Задание
Преобразуйте весь листинг ниже в таблицу Markdown со столбцами «Номер» и «Строка листинга», пропустив пустые строки. Изображения в таблицу не включайте.

Сохранённые данные
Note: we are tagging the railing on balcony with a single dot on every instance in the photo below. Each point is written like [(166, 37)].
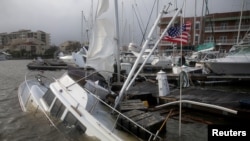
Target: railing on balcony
[(223, 41), (226, 28)]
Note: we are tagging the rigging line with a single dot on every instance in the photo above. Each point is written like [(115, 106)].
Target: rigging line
[(210, 21), (137, 19), (143, 35)]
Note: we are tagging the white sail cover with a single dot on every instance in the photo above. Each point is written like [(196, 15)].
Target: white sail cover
[(102, 46)]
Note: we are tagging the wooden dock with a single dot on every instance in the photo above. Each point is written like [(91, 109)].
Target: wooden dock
[(148, 120)]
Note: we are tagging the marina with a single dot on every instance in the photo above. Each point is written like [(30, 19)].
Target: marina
[(183, 80)]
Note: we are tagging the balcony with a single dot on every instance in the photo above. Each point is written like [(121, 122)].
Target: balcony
[(223, 41), (226, 28)]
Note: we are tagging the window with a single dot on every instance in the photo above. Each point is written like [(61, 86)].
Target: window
[(49, 97), (223, 25), (57, 109), (223, 39), (70, 120), (210, 39)]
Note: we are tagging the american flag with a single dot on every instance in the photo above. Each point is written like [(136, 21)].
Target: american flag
[(178, 34)]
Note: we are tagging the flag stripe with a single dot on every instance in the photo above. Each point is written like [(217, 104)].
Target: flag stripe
[(178, 34)]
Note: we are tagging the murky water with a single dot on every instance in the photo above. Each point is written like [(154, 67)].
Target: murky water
[(16, 125)]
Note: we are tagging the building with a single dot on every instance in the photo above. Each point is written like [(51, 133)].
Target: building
[(220, 28), (25, 40)]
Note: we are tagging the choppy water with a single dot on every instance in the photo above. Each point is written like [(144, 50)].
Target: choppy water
[(16, 125)]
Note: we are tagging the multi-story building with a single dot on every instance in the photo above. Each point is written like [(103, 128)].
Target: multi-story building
[(35, 42), (223, 29)]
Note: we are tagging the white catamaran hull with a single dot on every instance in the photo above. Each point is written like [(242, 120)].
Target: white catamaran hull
[(230, 68)]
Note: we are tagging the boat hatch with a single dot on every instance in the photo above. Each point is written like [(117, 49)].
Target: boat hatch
[(71, 121), (48, 97), (58, 109)]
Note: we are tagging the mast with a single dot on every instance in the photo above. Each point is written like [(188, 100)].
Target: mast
[(126, 83), (238, 36), (117, 41)]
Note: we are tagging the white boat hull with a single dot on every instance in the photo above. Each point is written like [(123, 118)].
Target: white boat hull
[(230, 68)]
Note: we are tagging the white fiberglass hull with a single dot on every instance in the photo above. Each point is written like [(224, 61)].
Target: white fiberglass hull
[(230, 68)]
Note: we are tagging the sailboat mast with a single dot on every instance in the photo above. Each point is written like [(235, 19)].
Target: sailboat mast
[(243, 2), (117, 41)]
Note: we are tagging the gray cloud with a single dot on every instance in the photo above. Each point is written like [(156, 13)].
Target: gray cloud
[(62, 18)]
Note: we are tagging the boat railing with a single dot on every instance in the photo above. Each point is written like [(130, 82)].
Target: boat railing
[(119, 115)]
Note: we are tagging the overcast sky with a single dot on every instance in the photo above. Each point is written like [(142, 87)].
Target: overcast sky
[(62, 18)]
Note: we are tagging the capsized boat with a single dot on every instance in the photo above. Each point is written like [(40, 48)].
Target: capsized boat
[(79, 104)]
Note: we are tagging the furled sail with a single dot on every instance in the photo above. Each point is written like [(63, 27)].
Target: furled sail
[(102, 46)]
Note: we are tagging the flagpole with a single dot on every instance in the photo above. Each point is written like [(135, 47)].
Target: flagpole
[(181, 79), (139, 57)]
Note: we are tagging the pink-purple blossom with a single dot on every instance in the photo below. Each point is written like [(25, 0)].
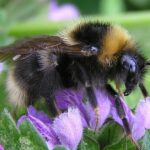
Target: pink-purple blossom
[(1, 67), (67, 128), (1, 147)]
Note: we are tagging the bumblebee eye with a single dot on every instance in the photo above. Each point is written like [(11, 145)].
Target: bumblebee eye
[(94, 49), (129, 63)]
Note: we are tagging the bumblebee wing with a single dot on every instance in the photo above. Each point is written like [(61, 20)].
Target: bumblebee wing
[(25, 47)]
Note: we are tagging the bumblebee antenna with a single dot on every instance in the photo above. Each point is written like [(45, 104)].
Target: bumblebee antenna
[(143, 90)]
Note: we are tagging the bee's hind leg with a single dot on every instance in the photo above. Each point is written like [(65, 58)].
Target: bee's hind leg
[(84, 79), (121, 113), (143, 90)]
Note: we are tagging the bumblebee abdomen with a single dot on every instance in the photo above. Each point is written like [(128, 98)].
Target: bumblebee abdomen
[(109, 39)]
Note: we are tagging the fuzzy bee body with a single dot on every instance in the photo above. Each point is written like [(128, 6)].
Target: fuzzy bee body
[(91, 52), (86, 56)]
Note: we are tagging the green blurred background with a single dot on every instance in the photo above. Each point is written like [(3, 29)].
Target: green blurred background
[(24, 18)]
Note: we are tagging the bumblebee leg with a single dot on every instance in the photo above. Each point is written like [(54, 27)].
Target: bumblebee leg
[(50, 83), (50, 100), (121, 113), (143, 90), (86, 82)]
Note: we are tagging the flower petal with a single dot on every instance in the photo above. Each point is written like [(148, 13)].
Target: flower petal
[(68, 128), (72, 98), (39, 115), (46, 131), (129, 115), (142, 119), (1, 147), (68, 98)]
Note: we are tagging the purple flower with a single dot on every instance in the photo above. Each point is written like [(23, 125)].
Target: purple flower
[(1, 67), (64, 12), (67, 98), (1, 147), (66, 129)]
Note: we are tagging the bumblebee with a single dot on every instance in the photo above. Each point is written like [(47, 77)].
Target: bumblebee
[(85, 56)]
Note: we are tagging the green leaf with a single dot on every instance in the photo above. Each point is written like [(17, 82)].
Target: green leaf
[(30, 138), (145, 141), (89, 142), (9, 134)]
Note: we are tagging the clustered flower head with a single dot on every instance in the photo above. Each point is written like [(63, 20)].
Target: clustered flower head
[(1, 147), (67, 128)]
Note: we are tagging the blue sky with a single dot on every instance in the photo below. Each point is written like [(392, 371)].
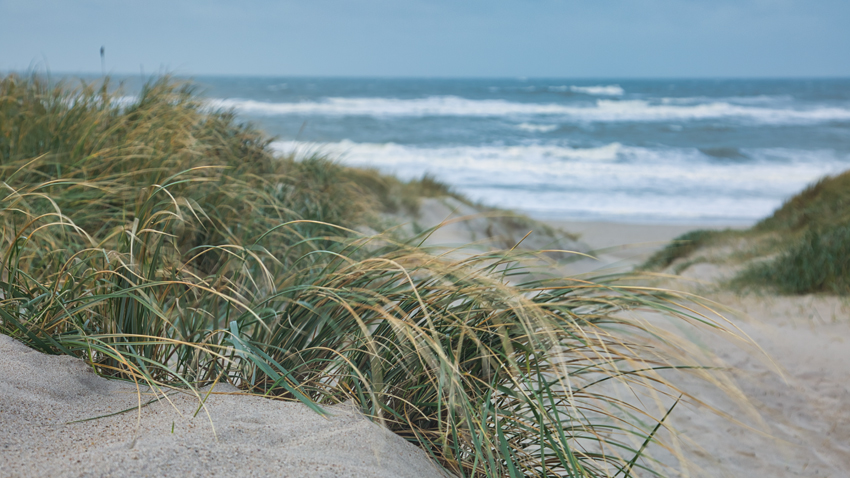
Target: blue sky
[(435, 38)]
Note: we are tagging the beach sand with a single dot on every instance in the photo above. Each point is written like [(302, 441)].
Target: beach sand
[(802, 397), (233, 435), (797, 379)]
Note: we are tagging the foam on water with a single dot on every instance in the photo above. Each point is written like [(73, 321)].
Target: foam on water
[(537, 128), (599, 111), (672, 184)]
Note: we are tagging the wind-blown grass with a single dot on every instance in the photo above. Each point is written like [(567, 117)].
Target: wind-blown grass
[(802, 248), (164, 243)]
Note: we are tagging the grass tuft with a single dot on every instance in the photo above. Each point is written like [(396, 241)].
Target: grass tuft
[(164, 243)]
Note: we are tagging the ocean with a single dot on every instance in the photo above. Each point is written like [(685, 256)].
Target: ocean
[(641, 151)]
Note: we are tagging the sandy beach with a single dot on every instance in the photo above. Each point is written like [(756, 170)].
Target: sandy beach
[(800, 393)]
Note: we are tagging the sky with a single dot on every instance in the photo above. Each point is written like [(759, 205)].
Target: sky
[(431, 38)]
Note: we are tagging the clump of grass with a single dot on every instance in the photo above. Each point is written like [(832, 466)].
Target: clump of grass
[(164, 243), (814, 252), (817, 262), (825, 203), (805, 240)]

Результат выполнения
| Номер | Строка листинга |
|---|---|
| 1 | Note: we are tagging the railing on balcony with a single dot on every instance in the photo below. Each point is written like [(166, 37)]. |
| 2 | Target: railing on balcony |
| 3 | [(223, 41), (226, 28)] |
| 4 | Note: we are tagging the rigging line with a single dot on every instance in the photo above. Each point is written like [(115, 106)]. |
| 5 | Target: rigging line |
| 6 | [(210, 21), (137, 19), (143, 35)] |
| 7 | Note: we are tagging the white sail cover with a single dot on every instance in the photo above. Each point is written like [(196, 15)]. |
| 8 | Target: white sail cover |
| 9 | [(102, 46)] |
| 10 | Note: we are tagging the wooden dock with a single dot on every instance in the photo above. Each point is written like [(91, 109)]. |
| 11 | Target: wooden dock |
| 12 | [(148, 120)] |
| 13 | Note: we are tagging the marina with a single dot on every instance in the photo above. Each point is written like [(30, 19)]. |
| 14 | Target: marina |
| 15 | [(183, 80)] |
| 16 | Note: we are tagging the balcony with a single dot on every instance in the photo above. Each point is written like [(121, 122)]. |
| 17 | Target: balcony |
| 18 | [(223, 41), (226, 28)] |
| 19 | Note: we are tagging the window with a single dot on every instance in the photo above. Each point is written like [(61, 86)]. |
| 20 | Target: window |
| 21 | [(49, 97), (223, 25), (57, 109), (223, 39), (70, 120), (210, 39)] |
| 22 | Note: we are tagging the american flag with a single dot on every instance in the photo above. Each point is written like [(136, 21)]. |
| 23 | Target: american flag |
| 24 | [(178, 34)] |
| 25 | Note: we are tagging the flag stripe with a single dot on every instance in the photo above. Each point is written like [(217, 104)]. |
| 26 | Target: flag stripe |
| 27 | [(178, 34)] |
| 28 | Note: we are tagging the murky water with a single dot on every instance in the photo above. Each point is written like [(154, 67)]. |
| 29 | Target: murky water |
| 30 | [(16, 125)] |
| 31 | Note: we are tagging the building with a single dot on every instance in the photo above. Each point is written like [(51, 133)]. |
| 32 | Target: building |
| 33 | [(220, 28), (25, 40)] |
| 34 | Note: we are tagging the choppy water with a single dot on every instance in the photo above. Each point is written like [(144, 50)]. |
| 35 | Target: choppy water |
| 36 | [(16, 125)] |
| 37 | Note: we are tagging the multi-story building with a single dot on every instance in the photo above. Each point is written like [(103, 128)]. |
| 38 | Target: multi-story building |
| 39 | [(35, 42), (223, 29)] |
| 40 | Note: we are tagging the white catamaran hull with a single dot on every instance in the photo above. Each point is written like [(242, 120)]. |
| 41 | Target: white catamaran hull |
| 42 | [(230, 68)] |
| 43 | Note: we are tagging the boat hatch with a single dot on every instance in the photo above. Each point is written like [(117, 49)]. |
| 44 | Target: boat hatch |
| 45 | [(71, 121), (48, 97), (58, 109)] |
| 46 | Note: we are tagging the mast with a single dot on every instance in the photo above. Each point is written like [(188, 100)]. |
| 47 | Target: mast |
| 48 | [(126, 83), (238, 36), (117, 41)] |
| 49 | Note: we are tagging the white boat hull with a single dot on every instance in the photo above. Each point is written like [(123, 118)]. |
| 50 | Target: white boat hull |
| 51 | [(230, 68)] |
| 52 | Note: we are tagging the white fiberglass hull with a single dot on every instance in the photo above. Each point is written like [(224, 61)]. |
| 53 | Target: white fiberglass hull |
| 54 | [(230, 68)] |
| 55 | Note: we are tagging the sailboat mast with a single dot on every instance in the photo above. Each point is written like [(235, 19)]. |
| 56 | Target: sailboat mast |
| 57 | [(243, 2), (117, 41)] |
| 58 | Note: we are tagging the gray cloud with a single dot on every instance in the photo above. Each point is written like [(156, 13)]. |
| 59 | Target: gray cloud |
| 60 | [(62, 18)] |
| 61 | Note: we are tagging the boat railing with a single dot on every instance in the photo above. Each point is written like [(130, 82)]. |
| 62 | Target: boat railing |
| 63 | [(119, 115)] |
| 64 | Note: we are tagging the overcast sky with a single dot on every instance in the photo above. Each point is written like [(142, 87)]. |
| 65 | Target: overcast sky |
| 66 | [(62, 18)] |
| 67 | Note: we are tagging the capsized boat with a single dot on every instance in the photo above. Each point is written like [(40, 48)]. |
| 68 | Target: capsized boat |
| 69 | [(79, 104)] |
| 70 | Note: we are tagging the furled sail with a single dot on every instance in the photo above. Each point is written like [(63, 27)]. |
| 71 | Target: furled sail |
| 72 | [(102, 46)] |
| 73 | Note: we are tagging the flagpole with a single dot on every instance in the photo above. Each point is written like [(135, 47)]. |
| 74 | Target: flagpole |
| 75 | [(181, 79), (139, 57)] |
| 76 | Note: we are tagging the pink-purple blossom with a single dot on every instance in the photo below. Each point is written like [(25, 0)]. |
| 77 | Target: pink-purple blossom |
| 78 | [(1, 67), (67, 128), (1, 147)] |
| 79 | Note: we are tagging the bumblebee eye with a single dot on every instance in the photo above. Each point is written like [(11, 145)]. |
| 80 | Target: bumblebee eye |
| 81 | [(94, 49), (129, 63)] |
| 82 | Note: we are tagging the bumblebee wing with a single dot on every instance in the photo above. Each point is written like [(61, 20)]. |
| 83 | Target: bumblebee wing |
| 84 | [(25, 47)] |
| 85 | Note: we are tagging the bumblebee antenna with a single dot on every instance in the photo above. Each point is written like [(45, 104)]. |
| 86 | Target: bumblebee antenna |
| 87 | [(143, 90)] |
| 88 | Note: we are tagging the bee's hind leg with a single dot on every instance in the photo above. Each point is written like [(65, 58)]. |
| 89 | Target: bee's hind leg |
| 90 | [(84, 79), (121, 113), (143, 90)] |
| 91 | Note: we are tagging the bumblebee abdomen with a single dot on every instance in the photo above. Each point is written like [(128, 98)]. |
| 92 | Target: bumblebee abdomen |
| 93 | [(109, 39)] |
| 94 | Note: we are tagging the fuzzy bee body with a single dot on every instance in the photo above. Each point is written like [(128, 6)]. |
| 95 | Target: fuzzy bee body |
| 96 | [(91, 52), (86, 56)] |
| 97 | Note: we are tagging the green blurred background with a single dot on every instance in the photo above. Each point is written like [(3, 29)]. |
| 98 | Target: green blurred background |
| 99 | [(24, 18)] |
| 100 | Note: we are tagging the bumblebee leg with a single dot on every instance in the photo above. Each point is written like [(54, 27)]. |
| 101 | Target: bumblebee leg |
| 102 | [(50, 83), (50, 100), (121, 113), (143, 90), (86, 82)] |
| 103 | Note: we are tagging the flower petal with a single dot on every instance in the photo above. Each point is written like [(148, 13)]. |
| 104 | Target: flower petal |
| 105 | [(68, 128), (72, 98), (39, 115), (46, 131), (129, 115), (142, 119), (1, 147), (68, 98)] |
| 106 | Note: we are tagging the purple flower with a single dot on every instance in the photo above. Each point is written like [(23, 125)]. |
| 107 | Target: purple flower |
| 108 | [(1, 67), (64, 12), (67, 98), (1, 147), (66, 129)] |
| 109 | Note: we are tagging the bumblebee with a single dot on every instance in the photo above. Each point is written like [(47, 77)]. |
| 110 | Target: bumblebee |
| 111 | [(85, 56)] |
| 112 | Note: we are tagging the green leaf with a single dot on every instance in the photo above. Each point is written like [(17, 82)]. |
| 113 | Target: green leaf |
| 114 | [(30, 138), (145, 141), (89, 142), (9, 134)] |
| 115 | Note: we are tagging the clustered flower head with a single dot on every instance in the photo above. Each point is written like [(63, 20)]. |
| 116 | Target: clustered flower head |
| 117 | [(1, 147), (67, 128)] |
| 118 | Note: we are tagging the blue sky with a single dot on every instance in the photo below. Each point is written like [(392, 371)]. |
| 119 | Target: blue sky |
| 120 | [(435, 38)] |
| 121 | Note: we are tagging the beach sand with a single dot on every instance in the photo above. Each point is written like [(302, 441)]. |
| 122 | Target: beach sand |
| 123 | [(802, 397), (233, 435), (797, 379)] |
| 124 | Note: we are tagging the foam on water with a single dot on every instance in the photo above. Each point is written like [(73, 321)]. |
| 125 | Target: foam on water |
| 126 | [(537, 128), (599, 111), (672, 184)] |
| 127 | Note: we are tagging the wind-blown grass with a single dot on every instance in the photo above. Each point is written like [(567, 117)]. |
| 128 | Target: wind-blown grass |
| 129 | [(802, 248), (164, 243)] |
| 130 | Note: we are tagging the grass tuft with a single dot on every instance in the photo above. Each point is written like [(396, 241)]. |
| 131 | Target: grass tuft |
| 132 | [(164, 243)] |
| 133 | Note: we are tagging the ocean with a single dot on every instance in the photo above. Each point is written like [(685, 256)]. |
| 134 | Target: ocean |
| 135 | [(641, 151)] |
| 136 | Note: we are tagging the sandy beach with a single dot on every instance in the photo above. Each point is written like [(756, 170)]. |
| 137 | Target: sandy beach |
| 138 | [(800, 393)] |
| 139 | Note: we are tagging the sky with a single dot on every instance in the photo above. Each point is written like [(759, 205)]. |
| 140 | Target: sky |
| 141 | [(431, 38)] |
| 142 | Note: we are tagging the clump of grass with a single dot on every instance in the photo above. Each point is written like [(832, 466)]. |
| 143 | Target: clump of grass |
| 144 | [(164, 243), (814, 252), (817, 262), (825, 203), (805, 240)] |